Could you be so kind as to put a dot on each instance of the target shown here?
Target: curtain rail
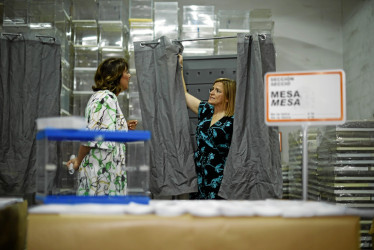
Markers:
(142, 44)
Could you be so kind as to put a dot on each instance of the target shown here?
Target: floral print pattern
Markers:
(102, 171)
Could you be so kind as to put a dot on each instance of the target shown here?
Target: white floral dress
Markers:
(102, 171)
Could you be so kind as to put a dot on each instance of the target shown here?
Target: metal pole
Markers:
(305, 162)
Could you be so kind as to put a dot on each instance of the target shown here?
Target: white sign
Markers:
(294, 98)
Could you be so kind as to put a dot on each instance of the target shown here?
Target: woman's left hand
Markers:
(131, 124)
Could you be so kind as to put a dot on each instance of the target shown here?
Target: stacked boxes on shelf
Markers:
(100, 30)
(295, 181)
(286, 182)
(166, 20)
(261, 22)
(231, 22)
(141, 22)
(198, 22)
(346, 169)
(141, 29)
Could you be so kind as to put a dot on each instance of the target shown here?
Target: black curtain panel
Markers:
(164, 113)
(30, 88)
(253, 167)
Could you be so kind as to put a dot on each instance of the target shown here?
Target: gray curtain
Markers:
(29, 88)
(164, 113)
(253, 167)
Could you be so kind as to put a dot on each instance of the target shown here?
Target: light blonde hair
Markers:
(229, 90)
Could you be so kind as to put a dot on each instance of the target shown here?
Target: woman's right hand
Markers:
(75, 163)
(180, 59)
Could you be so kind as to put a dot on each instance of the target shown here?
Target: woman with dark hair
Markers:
(101, 164)
(213, 134)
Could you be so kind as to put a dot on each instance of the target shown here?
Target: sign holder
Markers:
(304, 99)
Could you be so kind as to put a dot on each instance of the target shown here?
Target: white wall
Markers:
(358, 57)
(307, 35)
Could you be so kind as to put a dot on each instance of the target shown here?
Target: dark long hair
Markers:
(109, 73)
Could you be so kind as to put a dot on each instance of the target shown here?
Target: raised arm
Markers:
(192, 102)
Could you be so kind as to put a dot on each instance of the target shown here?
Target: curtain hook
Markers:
(262, 36)
(11, 36)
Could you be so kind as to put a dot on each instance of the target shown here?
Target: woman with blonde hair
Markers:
(213, 134)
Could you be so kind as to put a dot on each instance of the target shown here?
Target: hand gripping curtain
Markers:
(253, 166)
(30, 87)
(164, 113)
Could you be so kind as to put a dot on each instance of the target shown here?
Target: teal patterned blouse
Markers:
(213, 144)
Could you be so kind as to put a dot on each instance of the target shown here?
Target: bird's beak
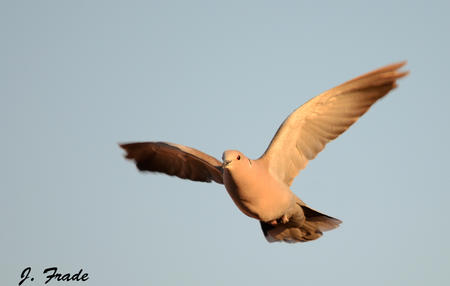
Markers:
(225, 163)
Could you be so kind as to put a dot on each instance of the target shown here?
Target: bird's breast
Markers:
(258, 195)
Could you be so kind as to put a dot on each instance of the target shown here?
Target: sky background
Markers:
(77, 77)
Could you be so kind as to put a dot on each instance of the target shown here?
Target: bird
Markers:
(260, 188)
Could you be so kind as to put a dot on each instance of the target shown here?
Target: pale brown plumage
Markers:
(260, 188)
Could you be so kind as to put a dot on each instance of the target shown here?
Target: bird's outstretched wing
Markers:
(310, 127)
(174, 160)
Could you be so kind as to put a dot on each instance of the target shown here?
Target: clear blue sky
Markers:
(77, 77)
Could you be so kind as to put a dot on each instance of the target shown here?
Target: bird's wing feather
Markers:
(174, 160)
(309, 128)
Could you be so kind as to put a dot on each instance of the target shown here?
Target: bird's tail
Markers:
(307, 225)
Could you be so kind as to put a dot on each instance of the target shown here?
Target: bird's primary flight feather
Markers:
(260, 188)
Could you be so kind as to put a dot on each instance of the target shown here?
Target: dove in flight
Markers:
(261, 188)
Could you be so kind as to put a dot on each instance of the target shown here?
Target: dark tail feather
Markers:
(302, 228)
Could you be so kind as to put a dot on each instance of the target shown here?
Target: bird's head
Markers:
(234, 158)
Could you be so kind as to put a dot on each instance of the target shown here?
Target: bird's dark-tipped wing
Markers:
(310, 127)
(174, 160)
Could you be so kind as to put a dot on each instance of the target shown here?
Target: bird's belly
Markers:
(264, 201)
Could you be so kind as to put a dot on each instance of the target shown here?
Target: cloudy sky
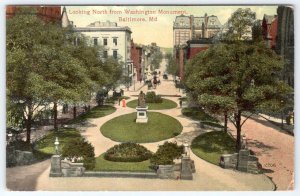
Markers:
(160, 31)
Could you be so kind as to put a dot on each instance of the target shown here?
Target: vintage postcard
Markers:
(150, 98)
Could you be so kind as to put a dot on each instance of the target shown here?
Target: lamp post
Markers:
(9, 138)
(186, 149)
(56, 143)
(281, 114)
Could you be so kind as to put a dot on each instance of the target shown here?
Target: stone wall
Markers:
(18, 157)
(242, 161)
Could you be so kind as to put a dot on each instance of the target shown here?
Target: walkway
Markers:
(207, 176)
(274, 149)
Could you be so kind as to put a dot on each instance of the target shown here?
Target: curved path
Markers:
(207, 176)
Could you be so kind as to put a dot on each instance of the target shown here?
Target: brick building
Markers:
(136, 57)
(269, 30)
(189, 27)
(46, 13)
(185, 53)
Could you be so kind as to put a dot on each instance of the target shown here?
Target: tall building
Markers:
(114, 40)
(285, 41)
(269, 30)
(189, 27)
(136, 57)
(46, 13)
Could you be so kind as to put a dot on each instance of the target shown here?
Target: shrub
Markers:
(166, 153)
(151, 97)
(213, 124)
(127, 152)
(80, 150)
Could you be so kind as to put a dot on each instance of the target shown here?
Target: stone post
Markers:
(186, 170)
(55, 166)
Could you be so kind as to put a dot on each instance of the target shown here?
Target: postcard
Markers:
(150, 98)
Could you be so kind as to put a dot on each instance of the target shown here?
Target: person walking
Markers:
(180, 103)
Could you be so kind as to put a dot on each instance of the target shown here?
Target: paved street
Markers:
(207, 176)
(274, 149)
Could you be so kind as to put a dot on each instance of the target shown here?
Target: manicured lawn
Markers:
(125, 129)
(197, 114)
(104, 165)
(166, 104)
(96, 112)
(46, 144)
(210, 146)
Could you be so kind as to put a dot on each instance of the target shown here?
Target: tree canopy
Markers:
(237, 77)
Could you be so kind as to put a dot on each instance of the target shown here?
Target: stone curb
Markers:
(120, 174)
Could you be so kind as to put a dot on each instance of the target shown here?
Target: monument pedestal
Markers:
(55, 166)
(186, 168)
(141, 114)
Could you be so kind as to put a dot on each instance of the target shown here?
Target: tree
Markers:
(40, 69)
(240, 24)
(24, 86)
(237, 77)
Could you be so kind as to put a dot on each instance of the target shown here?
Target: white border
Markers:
(3, 3)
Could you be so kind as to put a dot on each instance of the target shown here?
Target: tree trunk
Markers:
(238, 130)
(74, 112)
(28, 128)
(55, 116)
(28, 121)
(225, 121)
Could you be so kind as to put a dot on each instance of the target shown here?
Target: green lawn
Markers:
(96, 112)
(210, 146)
(166, 104)
(46, 144)
(198, 114)
(104, 165)
(125, 129)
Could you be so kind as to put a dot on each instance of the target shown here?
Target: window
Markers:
(105, 54)
(115, 54)
(105, 41)
(95, 41)
(115, 41)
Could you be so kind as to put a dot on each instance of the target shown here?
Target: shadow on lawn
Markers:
(263, 148)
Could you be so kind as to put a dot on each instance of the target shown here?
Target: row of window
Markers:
(105, 41)
(115, 54)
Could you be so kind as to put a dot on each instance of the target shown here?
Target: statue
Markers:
(141, 100)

[Problem details] Reproduce every record above exactly, omitting the pictures.

[The response]
Could you be so kind as to put a dot on each instance of the target shown here?
Target: curtain rail
Markers:
(142, 44)
Could you be so kind as to put a dot on each instance of the target shown here?
Target: floral print pattern
Markers:
(102, 171)
Could you be so kind as to put a dot on each instance of the target shown here?
Target: white floral dress
Markers:
(102, 171)
Could you be so kind as to put a dot on each instance of the target shown here?
Target: metal pole
Markers:
(305, 162)
Could you be so kind as to put a dot on each instance of the target shown here?
Target: white sign
Markers:
(294, 98)
Could you be so kind as to put a dot on each instance of the target shown here?
Target: woman's left hand
Markers:
(131, 124)
Could you be so kind as to put a dot on each instance of the target shown here?
Target: stacked boxes on shelf
Markers:
(100, 30)
(295, 181)
(286, 182)
(166, 20)
(261, 22)
(231, 22)
(141, 22)
(198, 22)
(346, 169)
(141, 29)
Could you be so kind as to put a dot on each instance of the target shown here?
Target: black curtain panel
Markers:
(164, 113)
(30, 88)
(253, 167)
Could you be so kind as to put a dot on each instance of the target shown here?
Target: gray curtain
Markers:
(29, 88)
(164, 113)
(253, 167)
Could you be so kind as to put a dot on each instance of the target shown here?
Target: light blonde hair
Markers:
(229, 90)
Could you be so kind as to put a dot on each instance of the target shown here?
Target: woman's right hand
Markers:
(75, 163)
(180, 59)
Could you be so kind as to put a dot on each instance of the target shown here?
Target: woman with dark hair
Markers:
(101, 164)
(213, 134)
Could you be so kind as to put a dot on each instance of the target shown here?
Target: sign holder
Markers:
(304, 99)
Could you be so kind as to put a dot on each instance of the target shown here?
Target: white wall
Markers:
(358, 57)
(307, 35)
Could you be so kind as to put a dot on each instance of the target shown here?
Target: dark long hair
Markers:
(109, 73)
Could you be so kind as to put a dot on each instance of the target shown here?
Target: raised arm
Markers:
(192, 102)
Could you be so kind as to put a dot on each instance of the target shown here?
Target: curtain hook
Markers:
(262, 36)
(11, 36)
Could you be so kind as to put a dot on each instance of the target shown here?
Target: woman with blonde hair
Markers:
(213, 134)
Could you be so kind as to put a dot on each instance of the target shown here?
Target: hand gripping curtain
Markers:
(253, 166)
(30, 87)
(164, 113)
Could you be so kind as to put a dot on each instance of the target shown here?
Target: teal patterned blouse
Markers:
(213, 144)
Could you be so kind as to put a dot on each instance of the target shown here?
Target: bird's beak
Markers:
(225, 163)
Could you be so kind as to put a dot on each instance of the target shown here?
Target: bird's breast
Markers:
(258, 195)
Could you be so kind as to put a dot on each instance of the target shown here?
Target: sky background
Markers:
(77, 77)
Could you be so kind as to put a dot on each instance of the target shown here?
Target: bird
Markers:
(260, 188)
Could you be so kind as to put a dot on each instance of the target shown here?
Target: pale brown plumage
Markers:
(260, 188)
Could you be so kind as to put a dot on each instance of the target shown here?
Target: bird's outstretched wing
Markers:
(310, 127)
(174, 160)
Could you be so kind as to put a dot on each instance of the target shown here?
Target: clear blue sky
Markers:
(77, 77)
Could you be so kind as to put a dot on each instance of the target shown here?
Target: bird's wing feather
Markers:
(174, 160)
(309, 128)
Could you be so kind as to put a dot on each instance of the target shown here?
Target: bird's tail
Markers:
(307, 225)
Could you be so kind as to put a dot on each instance of the target shown here?
Target: bird's primary flight feather
Markers:
(260, 188)
Could you be so kind as to put a dot on each instance of the target shown here?
Target: dove in flight
Markers:
(261, 188)
Could you be so kind as to put a dot on each instance of the target shown here?
Target: dark tail feather
Markers:
(302, 228)
Could you be so kind as to put a dot on each instance of the target shown here?
Target: bird's head
Markers:
(234, 158)
Could you be so kind as to put a dot on each instance of the target shown here?
Target: bird's dark-tipped wing
Markers:
(310, 127)
(174, 160)
Could you be so kind as to put a dot on each instance of the target shown here?
Target: bird's belly
Markers:
(264, 201)
Could you be so kind as to put a dot on each instance of the target shown here?
Target: cloudy sky
Markers:
(160, 31)
Could you be so kind as to put a dot on each instance of the target shown here?
Target: vintage postcard
Markers:
(150, 98)
Could you be so kind as to put a dot on each instance of the target shown here?
Target: lamp post
Markers:
(9, 138)
(186, 149)
(56, 143)
(281, 114)
Could you be so kind as to put a dot on each instance of the target shown here?
Target: stone wall
Markers:
(18, 157)
(242, 161)
Could you be so kind as to put a dot on each instance of the target shown here?
Target: walkway
Markers:
(207, 176)
(274, 149)
Could you be so kind as to put a dot on each instance of the target shown here?
Target: curved path
Markers:
(207, 176)
Could you be so kind as to put a dot on each instance of the target shown here?
Target: brick building
Markers:
(136, 57)
(269, 30)
(189, 27)
(46, 13)
(185, 53)
Could you be so kind as to put a dot on each instance of the target shown here?
Target: tall building
Markers:
(114, 40)
(285, 41)
(269, 30)
(189, 27)
(136, 57)
(46, 13)
Could you be so kind as to put a dot on each instance of the target shown here?
Target: shrub
Markers:
(166, 153)
(151, 97)
(213, 124)
(127, 152)
(80, 150)
Could you be so kind as to put a dot on each instance of the target shown here?
Target: stone post
Markers:
(186, 170)
(55, 166)
Could you be so kind as to put a dot on each instance of the target shown here?
Target: postcard
Markers:
(150, 98)
Could you be so kind as to put a dot on each instance of the target shown here?
Target: person walking
Markers:
(180, 103)
Could you be so kind as to put a dot on each instance of the target shown here?
Target: paved street
Markers:
(207, 176)
(274, 149)
Could you be so kind as to put a dot on each instance of the target shown here?
Target: manicured lawn
Markers:
(125, 129)
(197, 114)
(104, 165)
(166, 104)
(96, 112)
(46, 144)
(210, 146)
Could you be so kind as to put a dot on each instance of the target shown here?
Target: tree canopy
Markers:
(237, 77)
Could you be so kind as to put a dot on each instance of the target shown here?
Target: stone curb
Markers:
(120, 174)
Could you be so kind as to put a dot on each instance of the target shown here?
Target: monument pedestal
Markers:
(55, 166)
(186, 168)
(141, 114)
Could you be so kind as to put a dot on each instance of the target shown here?
Target: tree
Markers:
(40, 69)
(240, 24)
(24, 86)
(237, 77)
Could you be so kind as to put a dot on each instance of the target shown here?
Target: white border
Markers:
(3, 3)
Could you be so kind as to put a dot on each instance of the target shown here?
Target: tree trunk
Markers:
(238, 130)
(74, 112)
(28, 128)
(55, 116)
(28, 121)
(225, 121)
Could you be so kind as to put a dot on each instance of the target shown here?
Target: green lawn
Markers:
(96, 112)
(210, 146)
(166, 104)
(46, 144)
(198, 114)
(104, 165)
(125, 129)
Could you be so kind as to put a dot on each instance of the target shown here?
Target: window
Markers:
(105, 54)
(115, 54)
(105, 41)
(95, 41)
(115, 41)
Could you be so kind as to put a dot on each instance of the target shown here?
Target: shadow on lawn
Markers:
(263, 148)
Could you be so kind as to put a dot on each instance of the target shown here?
Target: row of window
Markers:
(105, 41)
(115, 54)
Could you be so kind as to put a dot on each instance of the target shown here?
Target: statue
Markers:
(141, 100)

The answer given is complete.